## Excerpt
- Opening Delimiter -
CYPRUS and the European Union should reach agreement on the country’s admission into the European exchange rate mechanism (ERM2) by the end of next March, Central Bank of Cyprus Governor Christodoulos Christodoulou said yesterday.
“I agree with the government’s aim of joining as soon as possible,” he told Reuters after a meeting in parliament.
“The government should make its position clear by the end of the year and (by) the end of March there should be a conclusion with the relevant institutions in the EU.”
Like other EU newcomers, Cyprus will need to have its currency inside the ERM2 for at least two years before it can adopt the euro. It is seen making its bid for ERM2 entry later this year or early 2005.
Christodoulou said the Cabinet had reaffirmed on October 19 that Cyprus should press ahead with its bid.
- Closing Delimiter -
## Tasks to complete
1. Print the passage of the Cyprus ERM2 article starting at "Like other EU" and ending at "or early 2005.".
2. Proceed with the article on Cyprus joining ERM2, picking up right after its final sentence.
The rows that come next have no connection to the article about Cyprus and ERM2.

## Dataset content
- Opening Delimiter -
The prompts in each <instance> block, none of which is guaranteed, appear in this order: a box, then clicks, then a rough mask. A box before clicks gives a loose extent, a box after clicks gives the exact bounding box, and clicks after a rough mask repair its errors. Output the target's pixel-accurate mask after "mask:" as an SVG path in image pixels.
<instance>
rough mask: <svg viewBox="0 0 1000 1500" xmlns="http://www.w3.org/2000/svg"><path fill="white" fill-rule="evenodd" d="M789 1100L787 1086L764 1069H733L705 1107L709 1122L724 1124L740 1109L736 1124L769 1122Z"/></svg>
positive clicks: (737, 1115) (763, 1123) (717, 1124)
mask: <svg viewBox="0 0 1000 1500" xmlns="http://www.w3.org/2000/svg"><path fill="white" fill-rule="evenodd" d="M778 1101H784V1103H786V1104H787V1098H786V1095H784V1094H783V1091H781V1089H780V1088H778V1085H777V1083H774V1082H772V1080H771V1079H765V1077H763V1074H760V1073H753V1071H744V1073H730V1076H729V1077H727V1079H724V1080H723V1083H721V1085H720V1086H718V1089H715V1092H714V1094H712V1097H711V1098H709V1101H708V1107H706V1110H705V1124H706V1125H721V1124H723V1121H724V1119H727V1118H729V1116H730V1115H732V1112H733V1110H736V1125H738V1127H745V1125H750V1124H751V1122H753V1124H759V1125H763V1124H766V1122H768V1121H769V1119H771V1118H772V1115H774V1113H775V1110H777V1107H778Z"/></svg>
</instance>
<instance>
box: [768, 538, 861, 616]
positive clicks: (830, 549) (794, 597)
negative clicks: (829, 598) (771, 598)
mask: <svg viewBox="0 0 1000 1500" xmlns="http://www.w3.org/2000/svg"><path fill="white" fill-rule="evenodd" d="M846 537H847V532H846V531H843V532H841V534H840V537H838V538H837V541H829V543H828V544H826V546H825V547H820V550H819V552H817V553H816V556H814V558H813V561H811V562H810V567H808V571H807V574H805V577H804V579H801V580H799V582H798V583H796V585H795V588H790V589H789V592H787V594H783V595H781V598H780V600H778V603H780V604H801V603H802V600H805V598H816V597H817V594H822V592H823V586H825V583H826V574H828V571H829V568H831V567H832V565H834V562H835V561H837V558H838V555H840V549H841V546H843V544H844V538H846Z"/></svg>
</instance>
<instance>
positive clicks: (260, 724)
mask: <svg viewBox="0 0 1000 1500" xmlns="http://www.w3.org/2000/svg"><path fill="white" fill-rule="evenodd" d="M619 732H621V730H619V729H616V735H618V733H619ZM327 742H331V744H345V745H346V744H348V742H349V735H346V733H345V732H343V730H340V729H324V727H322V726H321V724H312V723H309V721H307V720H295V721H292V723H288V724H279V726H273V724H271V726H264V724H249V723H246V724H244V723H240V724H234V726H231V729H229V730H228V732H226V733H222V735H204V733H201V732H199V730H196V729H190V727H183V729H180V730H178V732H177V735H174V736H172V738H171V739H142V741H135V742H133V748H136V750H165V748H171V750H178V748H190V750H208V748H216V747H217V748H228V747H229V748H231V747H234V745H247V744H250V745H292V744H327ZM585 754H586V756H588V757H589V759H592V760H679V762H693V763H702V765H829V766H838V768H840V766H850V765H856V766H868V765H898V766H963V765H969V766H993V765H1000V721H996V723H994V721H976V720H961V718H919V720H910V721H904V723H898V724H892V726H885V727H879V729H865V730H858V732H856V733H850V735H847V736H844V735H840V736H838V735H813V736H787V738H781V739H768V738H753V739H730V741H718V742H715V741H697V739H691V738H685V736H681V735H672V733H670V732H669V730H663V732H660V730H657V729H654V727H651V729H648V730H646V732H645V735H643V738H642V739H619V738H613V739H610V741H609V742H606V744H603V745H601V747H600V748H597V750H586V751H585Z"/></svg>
- Closing Delimiter -
## Written answers
1.
Like other EU newcomers, Cyprus will need to have its currency inside the ERM2 for at least two years before it can adopt the euro. It is seen making its bid for ERM2 entry later this year or early 2005.

2.
ERM2 membership would require anchoring the Cyprus pound to the euro at a central parity rate with a 15 per cent fluctuation band.
It had been widely expected to pitch its bid for ERM2 admission immediately after Cyprus joined the European Union last May, but fiscal slippage and the debate on the Annan plan put it on the backburner.
In a presentation to the House Finance Committee earlier, Christodoulou said that the prevailing wisdom in Europe was to group together Cyprus and Latvia for their ERM2 ambitions.
Of the 10 mainly eastern European countries which joined the European Union in May, three – Slovenia, Lithuania and Estonia – are already in ERM2.
Cyprus has set 2007 or very early 2008 as its target for adoption of the euro, and Latvia 2008.
“It is very important not to miss our targets,” Christodoulou told deputies.
A convergence plan envisages trimming the island’s budget deficit to 2.9 per cent of gross domestic product by the end of 2005, putting it just about within the margins of EU euro thresholds. The deficit is expected to peak at 5.2 per cent for 2004.
“We have to show consistency and that we mean what we say,” said Christodoulou, who recalled that the convergence plan was the latest addition after a series of economic pledges Cyprus made but did not keep.
But he said the economy had deep-rooted structural problems.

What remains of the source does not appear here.